═════ RECORDS TO PROCESS ═════

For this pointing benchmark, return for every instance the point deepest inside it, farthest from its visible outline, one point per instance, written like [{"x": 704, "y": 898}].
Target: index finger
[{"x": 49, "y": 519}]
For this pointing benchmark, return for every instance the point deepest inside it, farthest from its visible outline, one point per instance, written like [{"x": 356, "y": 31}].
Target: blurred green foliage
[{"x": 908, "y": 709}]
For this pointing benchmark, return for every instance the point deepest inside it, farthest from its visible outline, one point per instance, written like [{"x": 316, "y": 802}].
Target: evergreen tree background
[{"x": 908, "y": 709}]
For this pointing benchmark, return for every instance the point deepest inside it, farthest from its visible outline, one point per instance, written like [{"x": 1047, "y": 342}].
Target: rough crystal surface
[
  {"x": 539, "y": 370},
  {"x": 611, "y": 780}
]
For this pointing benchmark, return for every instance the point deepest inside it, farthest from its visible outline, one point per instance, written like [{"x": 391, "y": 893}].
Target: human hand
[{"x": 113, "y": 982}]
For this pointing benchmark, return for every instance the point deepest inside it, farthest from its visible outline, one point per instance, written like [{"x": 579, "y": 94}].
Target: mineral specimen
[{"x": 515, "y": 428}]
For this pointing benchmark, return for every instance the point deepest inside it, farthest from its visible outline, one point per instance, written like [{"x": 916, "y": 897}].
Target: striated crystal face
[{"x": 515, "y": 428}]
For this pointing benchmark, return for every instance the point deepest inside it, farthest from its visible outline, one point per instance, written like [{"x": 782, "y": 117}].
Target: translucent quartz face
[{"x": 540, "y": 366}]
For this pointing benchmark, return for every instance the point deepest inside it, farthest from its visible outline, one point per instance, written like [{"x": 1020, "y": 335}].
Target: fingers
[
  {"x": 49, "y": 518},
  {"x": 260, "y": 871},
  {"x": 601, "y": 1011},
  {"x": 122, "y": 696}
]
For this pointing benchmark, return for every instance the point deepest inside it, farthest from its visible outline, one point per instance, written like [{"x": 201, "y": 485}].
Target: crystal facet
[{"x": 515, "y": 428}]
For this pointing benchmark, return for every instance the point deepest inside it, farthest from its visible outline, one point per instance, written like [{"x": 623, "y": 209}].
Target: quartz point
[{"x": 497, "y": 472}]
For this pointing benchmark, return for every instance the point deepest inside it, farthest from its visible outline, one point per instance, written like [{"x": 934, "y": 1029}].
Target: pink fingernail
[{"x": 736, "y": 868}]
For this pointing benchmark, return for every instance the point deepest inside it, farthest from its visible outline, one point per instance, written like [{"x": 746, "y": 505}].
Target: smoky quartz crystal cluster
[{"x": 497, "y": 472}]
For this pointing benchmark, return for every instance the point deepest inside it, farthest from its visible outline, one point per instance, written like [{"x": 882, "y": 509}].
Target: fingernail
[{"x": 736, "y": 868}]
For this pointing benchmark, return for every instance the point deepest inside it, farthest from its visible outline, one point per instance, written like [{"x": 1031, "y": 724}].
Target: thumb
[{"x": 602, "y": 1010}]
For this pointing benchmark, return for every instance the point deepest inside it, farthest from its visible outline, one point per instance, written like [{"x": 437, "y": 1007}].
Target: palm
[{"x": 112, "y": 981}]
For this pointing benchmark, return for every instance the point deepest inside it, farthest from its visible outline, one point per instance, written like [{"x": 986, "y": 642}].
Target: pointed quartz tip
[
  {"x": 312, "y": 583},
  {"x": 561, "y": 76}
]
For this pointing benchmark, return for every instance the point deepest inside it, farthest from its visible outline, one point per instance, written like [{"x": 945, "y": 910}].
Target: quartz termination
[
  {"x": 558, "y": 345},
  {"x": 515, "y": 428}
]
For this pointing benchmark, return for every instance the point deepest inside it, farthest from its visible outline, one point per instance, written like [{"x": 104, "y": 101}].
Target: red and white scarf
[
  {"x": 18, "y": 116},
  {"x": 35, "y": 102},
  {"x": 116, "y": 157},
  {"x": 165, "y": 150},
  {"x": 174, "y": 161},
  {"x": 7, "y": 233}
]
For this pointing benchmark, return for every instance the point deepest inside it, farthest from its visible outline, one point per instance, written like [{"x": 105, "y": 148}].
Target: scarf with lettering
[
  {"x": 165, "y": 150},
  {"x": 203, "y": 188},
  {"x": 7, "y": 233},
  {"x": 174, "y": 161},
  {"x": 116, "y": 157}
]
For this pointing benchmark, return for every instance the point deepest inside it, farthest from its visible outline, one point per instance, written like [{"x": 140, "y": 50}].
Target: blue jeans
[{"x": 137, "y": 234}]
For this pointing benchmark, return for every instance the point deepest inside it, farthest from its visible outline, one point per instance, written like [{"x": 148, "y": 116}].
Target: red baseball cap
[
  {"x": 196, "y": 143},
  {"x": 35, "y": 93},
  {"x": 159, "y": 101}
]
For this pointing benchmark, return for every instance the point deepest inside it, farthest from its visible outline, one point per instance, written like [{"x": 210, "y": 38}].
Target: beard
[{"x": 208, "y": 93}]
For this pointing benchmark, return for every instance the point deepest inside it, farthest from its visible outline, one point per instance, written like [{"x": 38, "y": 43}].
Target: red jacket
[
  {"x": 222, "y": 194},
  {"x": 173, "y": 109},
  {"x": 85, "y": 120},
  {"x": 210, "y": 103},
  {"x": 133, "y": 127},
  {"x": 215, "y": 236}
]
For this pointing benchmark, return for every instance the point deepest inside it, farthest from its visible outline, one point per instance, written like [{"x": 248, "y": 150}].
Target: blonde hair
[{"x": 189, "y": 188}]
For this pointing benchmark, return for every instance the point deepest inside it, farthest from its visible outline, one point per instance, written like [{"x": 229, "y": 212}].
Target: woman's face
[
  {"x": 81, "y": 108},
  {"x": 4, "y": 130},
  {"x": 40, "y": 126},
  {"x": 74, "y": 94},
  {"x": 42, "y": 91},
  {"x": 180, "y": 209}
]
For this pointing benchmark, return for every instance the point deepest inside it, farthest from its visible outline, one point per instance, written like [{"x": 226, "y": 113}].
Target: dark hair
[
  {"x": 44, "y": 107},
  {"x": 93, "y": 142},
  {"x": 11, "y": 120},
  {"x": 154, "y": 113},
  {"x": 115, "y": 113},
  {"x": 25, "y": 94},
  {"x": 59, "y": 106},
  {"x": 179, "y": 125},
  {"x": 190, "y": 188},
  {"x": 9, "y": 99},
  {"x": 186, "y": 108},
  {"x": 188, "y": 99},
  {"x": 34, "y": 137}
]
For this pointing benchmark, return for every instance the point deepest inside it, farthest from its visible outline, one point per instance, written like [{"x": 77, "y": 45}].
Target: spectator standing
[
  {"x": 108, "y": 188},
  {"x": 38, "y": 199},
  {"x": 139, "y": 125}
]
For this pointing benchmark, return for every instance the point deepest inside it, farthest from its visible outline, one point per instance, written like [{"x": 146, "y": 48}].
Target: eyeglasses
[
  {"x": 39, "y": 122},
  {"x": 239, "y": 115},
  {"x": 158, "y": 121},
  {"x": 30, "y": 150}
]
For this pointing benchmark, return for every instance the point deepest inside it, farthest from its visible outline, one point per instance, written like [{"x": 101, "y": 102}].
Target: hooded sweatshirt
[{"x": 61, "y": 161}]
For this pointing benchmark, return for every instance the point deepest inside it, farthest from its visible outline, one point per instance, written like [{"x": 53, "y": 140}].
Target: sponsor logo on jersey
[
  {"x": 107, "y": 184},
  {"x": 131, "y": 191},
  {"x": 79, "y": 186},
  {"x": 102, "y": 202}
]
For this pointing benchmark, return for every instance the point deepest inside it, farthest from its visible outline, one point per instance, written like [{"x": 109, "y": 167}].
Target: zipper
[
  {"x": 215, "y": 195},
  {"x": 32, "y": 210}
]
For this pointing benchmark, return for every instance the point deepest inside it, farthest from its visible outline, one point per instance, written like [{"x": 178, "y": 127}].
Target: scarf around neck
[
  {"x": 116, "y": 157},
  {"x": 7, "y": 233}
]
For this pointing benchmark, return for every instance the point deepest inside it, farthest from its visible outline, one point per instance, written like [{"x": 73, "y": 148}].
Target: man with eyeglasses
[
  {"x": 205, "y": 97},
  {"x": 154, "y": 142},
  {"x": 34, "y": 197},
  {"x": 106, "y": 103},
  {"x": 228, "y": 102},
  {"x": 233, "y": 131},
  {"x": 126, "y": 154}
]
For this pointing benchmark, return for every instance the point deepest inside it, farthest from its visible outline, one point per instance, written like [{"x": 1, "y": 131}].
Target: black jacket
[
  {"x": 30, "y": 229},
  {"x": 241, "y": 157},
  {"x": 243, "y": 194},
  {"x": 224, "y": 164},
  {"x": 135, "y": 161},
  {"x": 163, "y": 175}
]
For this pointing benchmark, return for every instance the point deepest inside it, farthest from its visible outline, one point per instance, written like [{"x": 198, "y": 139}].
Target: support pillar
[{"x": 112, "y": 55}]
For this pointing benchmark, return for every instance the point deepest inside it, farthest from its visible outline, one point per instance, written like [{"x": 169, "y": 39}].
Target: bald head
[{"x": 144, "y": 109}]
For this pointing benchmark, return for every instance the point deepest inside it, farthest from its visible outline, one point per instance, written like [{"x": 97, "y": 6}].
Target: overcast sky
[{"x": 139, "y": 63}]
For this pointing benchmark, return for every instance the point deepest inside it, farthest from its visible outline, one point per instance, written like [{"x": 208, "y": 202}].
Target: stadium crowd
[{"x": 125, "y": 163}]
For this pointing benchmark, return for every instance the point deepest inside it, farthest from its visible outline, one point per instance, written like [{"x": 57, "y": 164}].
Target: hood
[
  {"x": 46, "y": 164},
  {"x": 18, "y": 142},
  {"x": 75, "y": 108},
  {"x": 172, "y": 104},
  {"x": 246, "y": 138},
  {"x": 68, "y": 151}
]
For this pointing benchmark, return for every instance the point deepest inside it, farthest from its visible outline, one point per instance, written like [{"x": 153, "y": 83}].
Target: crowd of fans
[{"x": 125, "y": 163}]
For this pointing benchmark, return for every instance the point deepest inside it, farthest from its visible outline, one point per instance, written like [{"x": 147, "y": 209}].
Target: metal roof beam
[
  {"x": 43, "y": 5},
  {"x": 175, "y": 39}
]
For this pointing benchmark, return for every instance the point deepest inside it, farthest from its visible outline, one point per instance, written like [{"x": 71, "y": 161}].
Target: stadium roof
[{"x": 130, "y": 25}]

═════

**GOAL**
Count the lines in the items above that contain the word "eyeglasses", treating case as significant, and reply with only that number.

**FULL SOLUTION**
2